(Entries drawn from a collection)
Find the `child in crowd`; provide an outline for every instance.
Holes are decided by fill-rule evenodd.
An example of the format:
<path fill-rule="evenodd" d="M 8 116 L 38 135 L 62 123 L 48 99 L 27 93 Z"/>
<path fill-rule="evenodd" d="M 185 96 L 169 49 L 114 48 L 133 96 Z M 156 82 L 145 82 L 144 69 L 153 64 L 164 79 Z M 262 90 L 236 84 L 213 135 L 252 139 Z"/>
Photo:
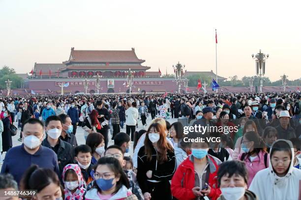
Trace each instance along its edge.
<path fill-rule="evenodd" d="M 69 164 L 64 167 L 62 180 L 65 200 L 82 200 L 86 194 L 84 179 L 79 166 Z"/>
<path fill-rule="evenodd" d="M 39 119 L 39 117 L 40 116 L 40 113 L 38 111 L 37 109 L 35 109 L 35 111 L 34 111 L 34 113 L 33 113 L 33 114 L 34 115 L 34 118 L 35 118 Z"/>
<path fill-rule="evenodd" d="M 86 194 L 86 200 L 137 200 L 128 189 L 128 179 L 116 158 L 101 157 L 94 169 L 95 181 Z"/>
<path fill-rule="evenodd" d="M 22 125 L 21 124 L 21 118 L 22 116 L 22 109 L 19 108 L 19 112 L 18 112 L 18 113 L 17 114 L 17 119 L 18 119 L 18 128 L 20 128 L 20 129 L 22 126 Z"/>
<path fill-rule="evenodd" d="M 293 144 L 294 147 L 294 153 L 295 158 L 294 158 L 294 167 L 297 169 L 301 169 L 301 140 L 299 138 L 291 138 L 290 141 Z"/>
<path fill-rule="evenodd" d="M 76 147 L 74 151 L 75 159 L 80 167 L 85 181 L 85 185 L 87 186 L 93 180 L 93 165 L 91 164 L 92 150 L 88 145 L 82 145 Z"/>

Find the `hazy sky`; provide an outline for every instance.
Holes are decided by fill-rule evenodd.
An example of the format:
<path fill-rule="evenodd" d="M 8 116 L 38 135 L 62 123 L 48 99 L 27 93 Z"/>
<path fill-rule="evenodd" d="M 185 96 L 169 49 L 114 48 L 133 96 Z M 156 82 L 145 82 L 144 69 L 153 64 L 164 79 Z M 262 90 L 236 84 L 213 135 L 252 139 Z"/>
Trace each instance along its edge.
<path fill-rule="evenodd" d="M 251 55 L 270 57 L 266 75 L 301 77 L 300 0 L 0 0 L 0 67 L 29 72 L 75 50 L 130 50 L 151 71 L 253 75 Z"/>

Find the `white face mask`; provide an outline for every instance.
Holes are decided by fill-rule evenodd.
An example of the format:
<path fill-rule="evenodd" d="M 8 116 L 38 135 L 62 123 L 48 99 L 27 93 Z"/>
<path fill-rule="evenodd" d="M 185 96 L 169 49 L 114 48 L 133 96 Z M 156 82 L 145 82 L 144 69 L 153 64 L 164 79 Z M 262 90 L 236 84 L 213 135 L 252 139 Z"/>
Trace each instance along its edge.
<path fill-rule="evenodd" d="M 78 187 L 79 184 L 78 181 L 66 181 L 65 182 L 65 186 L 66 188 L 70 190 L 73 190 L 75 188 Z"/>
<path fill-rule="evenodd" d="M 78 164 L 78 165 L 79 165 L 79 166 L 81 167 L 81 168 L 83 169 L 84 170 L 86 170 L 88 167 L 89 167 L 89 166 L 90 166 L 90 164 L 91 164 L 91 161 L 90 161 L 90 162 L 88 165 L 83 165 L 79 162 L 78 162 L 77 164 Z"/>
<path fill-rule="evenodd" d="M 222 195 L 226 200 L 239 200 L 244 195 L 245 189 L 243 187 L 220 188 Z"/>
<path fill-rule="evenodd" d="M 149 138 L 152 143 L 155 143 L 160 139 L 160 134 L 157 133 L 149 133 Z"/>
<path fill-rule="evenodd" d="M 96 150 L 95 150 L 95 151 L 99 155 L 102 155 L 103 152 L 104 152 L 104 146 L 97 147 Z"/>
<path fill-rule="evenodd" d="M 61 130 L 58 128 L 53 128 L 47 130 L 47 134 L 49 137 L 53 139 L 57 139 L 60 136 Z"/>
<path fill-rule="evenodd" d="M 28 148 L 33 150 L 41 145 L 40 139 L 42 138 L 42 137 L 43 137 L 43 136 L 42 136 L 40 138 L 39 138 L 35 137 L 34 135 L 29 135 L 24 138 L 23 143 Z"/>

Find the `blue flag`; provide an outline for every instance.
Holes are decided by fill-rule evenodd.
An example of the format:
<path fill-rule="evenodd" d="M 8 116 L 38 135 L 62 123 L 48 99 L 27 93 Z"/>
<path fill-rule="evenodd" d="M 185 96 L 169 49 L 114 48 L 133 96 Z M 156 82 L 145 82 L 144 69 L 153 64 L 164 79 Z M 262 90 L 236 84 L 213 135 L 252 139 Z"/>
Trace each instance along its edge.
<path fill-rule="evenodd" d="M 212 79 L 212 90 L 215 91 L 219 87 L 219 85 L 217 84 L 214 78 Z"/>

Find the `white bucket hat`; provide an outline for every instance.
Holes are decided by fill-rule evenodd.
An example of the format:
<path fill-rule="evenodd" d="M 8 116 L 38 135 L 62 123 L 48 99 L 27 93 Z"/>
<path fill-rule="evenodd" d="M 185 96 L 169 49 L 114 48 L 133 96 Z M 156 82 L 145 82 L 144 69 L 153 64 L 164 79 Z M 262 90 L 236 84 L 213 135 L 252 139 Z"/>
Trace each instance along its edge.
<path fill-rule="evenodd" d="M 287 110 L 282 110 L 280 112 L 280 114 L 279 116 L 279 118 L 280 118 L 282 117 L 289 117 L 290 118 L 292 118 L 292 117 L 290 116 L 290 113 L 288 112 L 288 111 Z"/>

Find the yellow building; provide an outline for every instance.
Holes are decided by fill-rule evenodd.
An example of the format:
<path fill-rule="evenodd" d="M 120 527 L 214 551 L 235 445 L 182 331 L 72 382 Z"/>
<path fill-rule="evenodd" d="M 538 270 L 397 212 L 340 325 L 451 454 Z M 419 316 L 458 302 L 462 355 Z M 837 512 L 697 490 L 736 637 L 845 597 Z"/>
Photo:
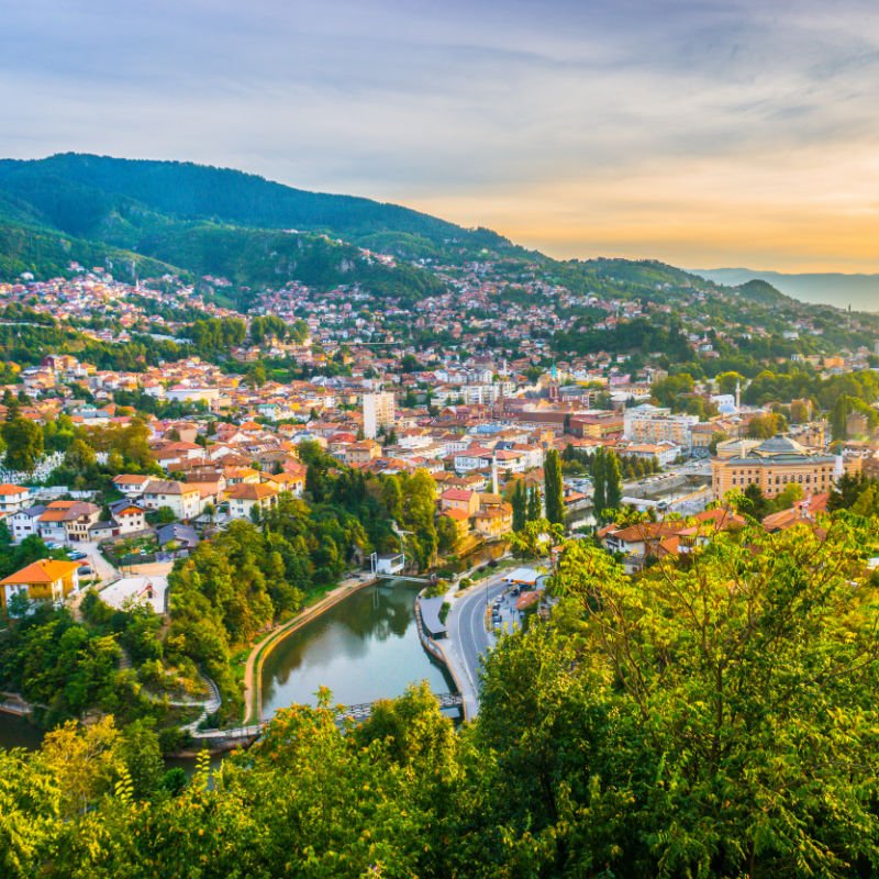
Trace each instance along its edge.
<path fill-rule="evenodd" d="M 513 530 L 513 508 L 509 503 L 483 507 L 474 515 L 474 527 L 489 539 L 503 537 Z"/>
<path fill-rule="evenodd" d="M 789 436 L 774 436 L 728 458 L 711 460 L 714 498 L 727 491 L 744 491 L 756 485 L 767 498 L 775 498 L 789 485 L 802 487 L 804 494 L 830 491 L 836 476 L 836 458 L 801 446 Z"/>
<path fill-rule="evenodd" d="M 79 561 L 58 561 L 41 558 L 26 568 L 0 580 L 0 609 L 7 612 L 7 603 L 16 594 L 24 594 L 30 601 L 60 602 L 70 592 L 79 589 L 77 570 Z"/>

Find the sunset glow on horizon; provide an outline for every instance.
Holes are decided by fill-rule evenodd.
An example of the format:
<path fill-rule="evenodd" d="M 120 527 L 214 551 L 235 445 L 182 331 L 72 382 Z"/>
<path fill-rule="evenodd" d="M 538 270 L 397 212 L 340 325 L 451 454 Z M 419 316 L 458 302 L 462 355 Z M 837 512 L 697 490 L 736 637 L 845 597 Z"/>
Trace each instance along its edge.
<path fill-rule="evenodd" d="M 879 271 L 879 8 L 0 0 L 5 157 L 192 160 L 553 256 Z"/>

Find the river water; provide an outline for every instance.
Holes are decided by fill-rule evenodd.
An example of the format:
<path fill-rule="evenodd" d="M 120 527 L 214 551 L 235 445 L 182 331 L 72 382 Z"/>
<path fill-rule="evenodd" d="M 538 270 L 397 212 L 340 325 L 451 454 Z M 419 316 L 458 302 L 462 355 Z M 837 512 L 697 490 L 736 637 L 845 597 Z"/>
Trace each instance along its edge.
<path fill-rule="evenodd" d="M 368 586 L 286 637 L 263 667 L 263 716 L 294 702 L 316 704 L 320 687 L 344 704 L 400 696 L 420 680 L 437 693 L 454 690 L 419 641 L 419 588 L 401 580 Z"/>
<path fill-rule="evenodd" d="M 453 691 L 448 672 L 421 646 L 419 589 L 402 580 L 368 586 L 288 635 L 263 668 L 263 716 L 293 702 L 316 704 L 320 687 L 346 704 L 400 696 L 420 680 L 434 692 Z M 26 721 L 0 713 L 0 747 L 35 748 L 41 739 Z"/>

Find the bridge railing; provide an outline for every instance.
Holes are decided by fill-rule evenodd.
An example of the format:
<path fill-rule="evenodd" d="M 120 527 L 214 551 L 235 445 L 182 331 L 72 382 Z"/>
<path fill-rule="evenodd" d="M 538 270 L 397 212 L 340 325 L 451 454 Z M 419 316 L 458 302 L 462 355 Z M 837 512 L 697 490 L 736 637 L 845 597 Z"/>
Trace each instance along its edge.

Given instruction: Please copy word for word the stretch of the material from the line containing "Find the bridge" through the end of the material.

Correct answer:
Find the bridge railing; provide an outline for every instance.
Holes are decided by fill-rule evenodd.
An example of the format:
<path fill-rule="evenodd" d="M 120 527 L 214 551 L 235 445 L 182 331 L 72 382 Z"/>
<path fill-rule="evenodd" d="M 538 270 L 397 212 L 340 325 L 451 454 Z M 419 316 L 458 302 L 462 355 Z M 837 512 L 697 490 L 736 637 L 845 597 Z"/>
Trace each instance along its edge.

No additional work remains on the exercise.